= Data entries =
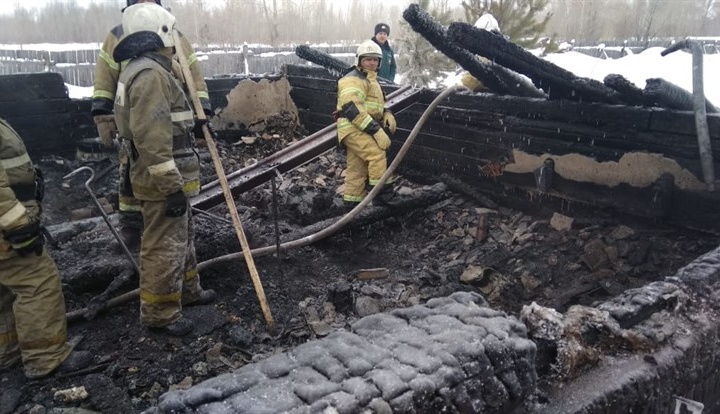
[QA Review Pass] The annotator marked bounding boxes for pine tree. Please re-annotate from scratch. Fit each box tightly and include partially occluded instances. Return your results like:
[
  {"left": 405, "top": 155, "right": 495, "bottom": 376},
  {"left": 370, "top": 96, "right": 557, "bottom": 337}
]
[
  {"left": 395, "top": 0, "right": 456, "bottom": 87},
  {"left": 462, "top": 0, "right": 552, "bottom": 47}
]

==

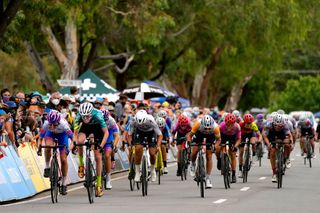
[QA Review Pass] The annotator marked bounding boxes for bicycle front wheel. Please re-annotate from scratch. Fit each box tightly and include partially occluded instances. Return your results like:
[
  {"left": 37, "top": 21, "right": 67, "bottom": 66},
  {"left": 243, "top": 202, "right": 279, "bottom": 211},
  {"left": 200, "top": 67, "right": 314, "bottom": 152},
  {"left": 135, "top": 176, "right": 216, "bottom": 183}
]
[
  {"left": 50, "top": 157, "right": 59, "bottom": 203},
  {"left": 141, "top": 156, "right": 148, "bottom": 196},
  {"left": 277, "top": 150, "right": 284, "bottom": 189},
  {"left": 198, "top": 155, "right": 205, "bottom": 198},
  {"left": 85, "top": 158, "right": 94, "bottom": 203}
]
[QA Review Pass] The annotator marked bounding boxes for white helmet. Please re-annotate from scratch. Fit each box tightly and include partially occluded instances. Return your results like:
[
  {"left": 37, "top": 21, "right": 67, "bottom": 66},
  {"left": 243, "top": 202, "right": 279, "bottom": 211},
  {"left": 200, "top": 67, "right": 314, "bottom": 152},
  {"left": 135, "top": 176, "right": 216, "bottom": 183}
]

= What you will do =
How many lines of the listing above contain the string "like"? Reply with that number alone.

= Task solution =
3